Quote every line of the data below as it stands, omitting pictures.

━━━

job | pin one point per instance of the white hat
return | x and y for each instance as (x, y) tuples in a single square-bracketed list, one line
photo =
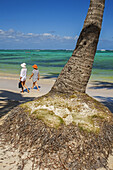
[(23, 65)]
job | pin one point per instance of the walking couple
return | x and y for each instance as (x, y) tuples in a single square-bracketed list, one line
[(34, 76)]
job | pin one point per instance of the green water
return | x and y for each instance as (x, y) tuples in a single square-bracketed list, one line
[(51, 62)]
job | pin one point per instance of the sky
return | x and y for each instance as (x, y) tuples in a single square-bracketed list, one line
[(49, 24)]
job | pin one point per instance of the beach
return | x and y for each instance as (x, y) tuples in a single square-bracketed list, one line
[(10, 97)]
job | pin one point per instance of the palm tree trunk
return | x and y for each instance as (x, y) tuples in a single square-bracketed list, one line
[(76, 73)]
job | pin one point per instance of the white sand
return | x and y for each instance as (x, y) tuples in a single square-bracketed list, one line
[(9, 91)]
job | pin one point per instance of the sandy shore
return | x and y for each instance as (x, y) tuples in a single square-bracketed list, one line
[(10, 97)]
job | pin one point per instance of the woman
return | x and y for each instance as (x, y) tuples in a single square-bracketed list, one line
[(23, 75), (35, 75)]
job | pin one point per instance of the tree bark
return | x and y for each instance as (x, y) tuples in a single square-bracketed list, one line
[(76, 73)]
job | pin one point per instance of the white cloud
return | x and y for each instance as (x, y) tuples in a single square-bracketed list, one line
[(16, 37)]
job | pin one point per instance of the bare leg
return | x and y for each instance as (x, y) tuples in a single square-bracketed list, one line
[(22, 86)]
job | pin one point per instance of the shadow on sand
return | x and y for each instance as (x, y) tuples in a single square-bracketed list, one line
[(9, 100), (107, 101)]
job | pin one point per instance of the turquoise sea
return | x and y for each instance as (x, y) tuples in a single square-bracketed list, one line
[(51, 62)]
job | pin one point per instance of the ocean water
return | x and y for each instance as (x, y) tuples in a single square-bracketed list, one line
[(51, 62)]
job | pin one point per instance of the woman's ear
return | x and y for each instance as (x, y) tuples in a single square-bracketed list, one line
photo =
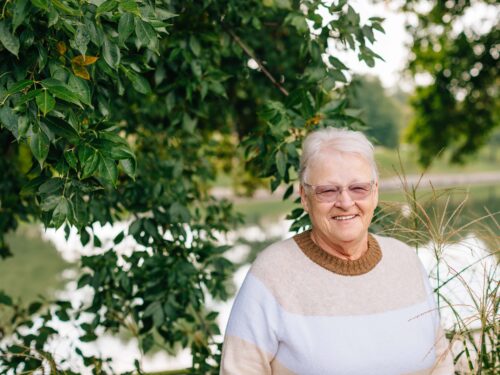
[(303, 198)]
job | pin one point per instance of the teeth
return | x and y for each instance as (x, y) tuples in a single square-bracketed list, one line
[(344, 217)]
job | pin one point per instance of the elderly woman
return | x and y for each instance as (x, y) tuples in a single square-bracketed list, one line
[(336, 299)]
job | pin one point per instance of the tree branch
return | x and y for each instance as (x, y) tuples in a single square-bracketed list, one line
[(249, 52)]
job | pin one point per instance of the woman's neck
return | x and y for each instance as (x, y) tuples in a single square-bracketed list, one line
[(348, 251)]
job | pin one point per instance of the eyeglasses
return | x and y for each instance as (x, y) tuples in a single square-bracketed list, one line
[(331, 193)]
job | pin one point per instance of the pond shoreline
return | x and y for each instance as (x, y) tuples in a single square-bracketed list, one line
[(390, 184)]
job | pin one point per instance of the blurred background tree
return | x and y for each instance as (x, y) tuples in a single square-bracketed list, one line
[(380, 111), (127, 110), (457, 108)]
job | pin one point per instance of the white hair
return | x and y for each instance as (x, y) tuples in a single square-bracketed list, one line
[(336, 140)]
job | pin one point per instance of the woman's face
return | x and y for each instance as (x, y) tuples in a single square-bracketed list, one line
[(344, 221)]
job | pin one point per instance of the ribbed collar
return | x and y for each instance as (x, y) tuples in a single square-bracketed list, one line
[(337, 265)]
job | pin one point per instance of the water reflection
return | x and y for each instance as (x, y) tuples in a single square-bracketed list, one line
[(456, 257)]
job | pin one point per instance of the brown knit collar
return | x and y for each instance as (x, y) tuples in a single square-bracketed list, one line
[(337, 265)]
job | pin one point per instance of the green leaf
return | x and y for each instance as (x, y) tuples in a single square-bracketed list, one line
[(29, 96), (61, 90), (9, 41), (129, 166), (146, 35), (53, 16), (84, 153), (337, 75), (90, 164), (139, 83), (108, 170), (195, 46), (42, 4), (50, 202), (39, 146), (80, 88), (61, 128), (80, 209), (70, 157), (130, 6), (20, 13), (116, 151), (107, 6), (66, 9), (10, 120), (23, 125), (45, 102), (188, 123), (119, 238), (111, 53), (281, 162), (337, 63), (147, 343), (19, 86), (82, 39), (60, 213), (52, 185), (125, 27), (5, 299)]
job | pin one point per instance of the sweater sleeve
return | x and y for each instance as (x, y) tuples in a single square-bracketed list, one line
[(251, 339), (444, 361)]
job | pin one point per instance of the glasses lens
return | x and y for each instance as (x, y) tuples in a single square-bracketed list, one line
[(327, 193), (360, 191)]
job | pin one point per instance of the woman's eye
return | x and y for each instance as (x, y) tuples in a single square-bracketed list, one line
[(358, 189), (328, 191)]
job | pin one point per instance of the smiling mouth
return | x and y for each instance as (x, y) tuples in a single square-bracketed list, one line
[(344, 217)]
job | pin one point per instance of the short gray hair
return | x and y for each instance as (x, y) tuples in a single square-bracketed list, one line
[(340, 140)]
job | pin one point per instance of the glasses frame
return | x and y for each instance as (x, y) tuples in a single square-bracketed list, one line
[(341, 190)]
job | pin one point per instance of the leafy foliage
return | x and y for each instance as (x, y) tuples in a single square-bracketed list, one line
[(128, 109), (460, 108), (379, 111)]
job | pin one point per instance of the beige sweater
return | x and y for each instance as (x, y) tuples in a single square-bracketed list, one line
[(303, 311)]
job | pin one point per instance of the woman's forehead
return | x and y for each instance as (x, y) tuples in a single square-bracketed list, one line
[(337, 167)]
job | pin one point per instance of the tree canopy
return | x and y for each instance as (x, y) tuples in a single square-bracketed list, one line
[(459, 108), (379, 111), (126, 110)]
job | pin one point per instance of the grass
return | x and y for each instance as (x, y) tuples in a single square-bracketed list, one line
[(35, 269), (486, 160), (434, 221)]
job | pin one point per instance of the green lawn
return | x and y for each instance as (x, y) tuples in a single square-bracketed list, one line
[(35, 269)]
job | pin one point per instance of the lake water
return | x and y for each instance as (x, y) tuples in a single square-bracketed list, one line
[(457, 255)]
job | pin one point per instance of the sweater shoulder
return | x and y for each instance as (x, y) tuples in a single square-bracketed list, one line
[(392, 245), (275, 255)]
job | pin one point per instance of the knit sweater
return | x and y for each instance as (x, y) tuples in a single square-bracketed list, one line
[(303, 311)]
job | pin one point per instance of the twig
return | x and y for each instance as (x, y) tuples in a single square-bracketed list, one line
[(249, 52)]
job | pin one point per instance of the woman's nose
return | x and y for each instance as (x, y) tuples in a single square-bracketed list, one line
[(344, 200)]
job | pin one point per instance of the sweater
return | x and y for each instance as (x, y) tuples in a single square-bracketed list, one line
[(303, 311)]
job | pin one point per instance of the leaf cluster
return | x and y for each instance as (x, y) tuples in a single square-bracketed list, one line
[(125, 110)]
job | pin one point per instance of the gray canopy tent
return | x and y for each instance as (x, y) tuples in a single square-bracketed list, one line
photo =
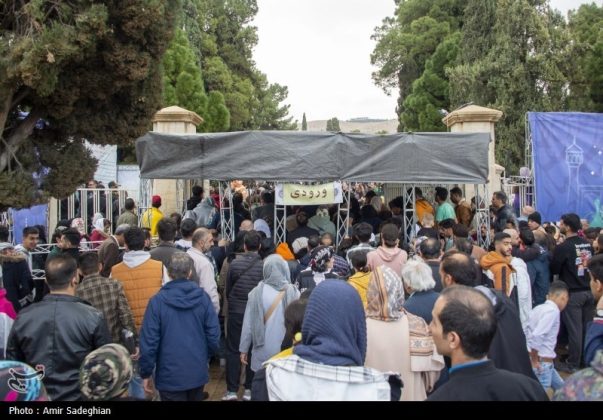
[(294, 156)]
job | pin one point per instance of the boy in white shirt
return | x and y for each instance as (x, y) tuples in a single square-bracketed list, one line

━━━

— FINAL RESULT —
job | pin one point per instance of the white hat
return | x and y for each instance as (x, y) tuples in a single square-bracketed list, one line
photo =
[(23, 65)]
job | pin one point per instance of the walking couple
return | x and y for each instance as (x, y) tuples in a single square-bracketed list, one line
[(34, 76)]
job | pin one point per instance of the green water
return | x and y for each instance as (x, y) tuples in a single square-bracketed list, one line
[(51, 62)]
job | pin one point per instance of the sky
return | x and y for each instance as (x, y) tuples in a single square-bracketed list, one line
[(49, 24)]
job | pin one point per instance of the beach
return | x and y for each instance as (x, y) tuples in a single square-bracketed list, one line
[(10, 97)]
job | pin one point per instance of the palm tree trunk
return | x and y for each instance as (x, y) tuples in a single square-bracketed list, one line
[(76, 73)]
job | pin one point per instance of the white sand
return | x and y for each instance as (x, y) tuples in a single square-bracketed list, one line
[(9, 91)]
job | pin one point per instance of the sandy shore
return | x and y for each instance as (x, y) tuples in a single square-bracketed list, one line
[(10, 97)]
job | pin one point per instance of the woman
return | x and y for each instance as (x, y) tuples in a single square-bracketed list, one line
[(23, 75), (35, 75)]
job | pin one point per instance of the tree bark
return | x and y for each instance as (x, y) tuples in a single square-bracketed list, one line
[(76, 73)]
job | pin one point per instance of the white cloud
return | x and y for each instance as (x, y) tuples in a single square-bracketed list, one line
[(16, 37)]
job | pin one point per instance of the bare leg
return | x and y for each instance as (x, y) tuples in a single square-bracketed list, one line
[(22, 86)]
job | pin one point per instance of the shadow on sand
return | x and y for each instance as (x, y) tuples in a single square-bracketed list, one line
[(9, 100), (107, 101)]
job | pin one point per instance of the turquoise sea
return | x and y for each instance as (x, y) tuples in a single square-bracketed list, one line
[(51, 62)]
job | pin one point per instance of the ocean water
return | x and y for each instance as (x, y) tuples in a single square-bracketed list, one line
[(51, 62)]
job | pin one point per instance of the woman's ear
return | x and y for each instance as (x, y) tuples in a single square-bracketed list, one line
photo =
[(303, 198)]
job | pin one point per instance of the teeth
return | x and y for each instance as (x, y) tuples in a single square-bracketed list, one line
[(344, 217)]
job | pin one point per instance of the elderly woman
return | x and y for each instance as (x, y) tuples in a single square-bracketed list, one line
[(336, 299)]
job | pin one point per instance of the tree branch
return | x and y for each instance as (x, y) tuples in a single square-bracketed list, one line
[(249, 52)]
job | pin one point per instance of the woman's neck
return | x and y for each instance as (x, y) tuples in a single square-bracketed list, one line
[(348, 251)]
job | pin one point per instance of the eyeglasses
return | x and y for each instance as (x, y) tuples in a single square-bracketed list, one line
[(331, 193)]
job | pin one point per instance of the pond shoreline
return | x and y for each instance as (x, y) tuples in a single square-bracketed list, one line
[(390, 184)]
job | pin one point per instance of the blurred background tree
return | x and y for each instance as (x, y) tuples in a single square-bracketed list, one line
[(380, 111), (127, 110), (457, 108)]
job | pin one point per instance of the white hair
return | x and y for each instance as (x, y) tuples in a single square-bracketed list, one line
[(336, 140)]
job | pin one point per instance of the woman's face
return | x and y for each instance as (x, y) tuples in a single square-bracketed list, one line
[(344, 221)]
job | pin one point per instance of the ribbed collar
return | x and y for each instance as (x, y) tuples in a single square-bracketed list, one line
[(337, 265)]
job | pin one point per instance of the water reflection
return | x and y for each instance as (x, y) tuples in a single square-bracketed list, one line
[(456, 257)]
job | pin one point per instance of the brown knit collar
return | x and y for each instance as (x, y) tuples in a single square-bracketed list, one line
[(337, 265)]
job | pin one point per instance of the green leaf
return | x and y for each instance as (x, y) tuples in a single square-bracketed list, one line
[(29, 96), (61, 90), (9, 41), (129, 166), (146, 35), (53, 16), (84, 153), (337, 75), (90, 164), (139, 83), (108, 170), (195, 46), (42, 4), (50, 202), (39, 146), (80, 88), (61, 128), (80, 209), (70, 157), (130, 6), (20, 13), (116, 151), (107, 6), (66, 9), (10, 120), (23, 125), (45, 102), (188, 123), (119, 238), (111, 53), (281, 162), (337, 63), (147, 343), (19, 86), (82, 39), (60, 213), (52, 185), (125, 27), (5, 299)]
job | pin one point per instance of the sweater sleeve
return | x and y for each instance as (x, y) tuples in a single square-bracketed list, one line
[(251, 339), (444, 361)]
job | pin one point per instance of the glasses lens
return | x and y for each instance as (x, y) tuples in a single square-bracketed list, one line
[(327, 193), (360, 191)]
job | pin one point per instance of the woman's eye
return | x and y for each instance as (x, y) tuples in a single square-bracketed list, one line
[(358, 189), (328, 191)]
job | pin one point per instance of the smiling mouth
return | x and y for each instance as (x, y) tuples in a single square-bracketed list, one line
[(344, 217)]
job | pin one point per instance of the short gray hair
return | x and y for each instance as (x, y) tuples in a single square-bracketed list, one line
[(340, 140)]
job | pin one point per instance of the glasses frame
return | x and y for each instance as (x, y) tuples in a single square-bracketed list, one line
[(341, 190)]
job | pin one point per instance of the leafy foliage
return | x and y for each instance as (x, y) tuples in a single square-bracketed list, one line
[(128, 109), (460, 108), (379, 111)]
job | pin one point per instance of the beige sweater
return | x and y for each instance as (x, y) tuples in a single square-bracketed list, one line
[(303, 311)]
job | pin one point per instance of the woman's forehead
return | x and y for each instance as (x, y) tuples in a single square-bracketed list, one line
[(337, 167)]
job | pin one point per instance of the tree canopy
return | x and y for each instance as (x, y) tuples in a single square-bracketed list, one line
[(459, 108), (379, 111), (126, 110)]
job | pin one point per instance of the grass
return | x and y for each instance as (x, y) tuples in a single square-bracketed list, one line
[(35, 269), (486, 160), (434, 221)]
job | pin one point per instance of the green lawn
return | x and y for each instance as (x, y) tuples in a single square-bracketed list, one line
[(35, 269)]
job | pin one point per instance of the lake water
return | x and y for each instance as (x, y) tuples in a single square-bracketed list, one line
[(457, 255)]
job | pin one point per instance of the sweater shoulder
return | x and y for each instance as (x, y) tuples in a single square-bracketed list, one line
[(392, 245), (275, 255)]
job | pin one point per instance of the knit sweater
return | x and y for each instance as (x, y) tuples in a single square-bracketed list, one line
[(303, 311)]
job | pin one point per instance of the twig
return | x and y for each instance as (x, y) tuples in a single square-bracketed list, one line
[(249, 52)]
job | pin one point per instance of the woman's nose
return | x and y for each instance as (x, y) tuples in a single square-bracketed list, one line
[(344, 200)]
job | pin one point per instance of the sweater
return | x and y for each instance as (x, y) tuples in a single square-bracketed list, one line
[(303, 311)]
job | pin one point per instance of the leaf cluster
return | x and y for each instance as (x, y) tuples in a single square-bracketed list, one line
[(125, 110)]
job | pin one point per instance of the gray canopy tent
return | x and y for each instance as (x, y) tuples in a single square-bracketed list, one line
photo =
[(294, 156)]
job | pin one point per instance of the boy in white shirt
return | x and y for each instance as (x, y) tuples in a single square-bracketed list, one line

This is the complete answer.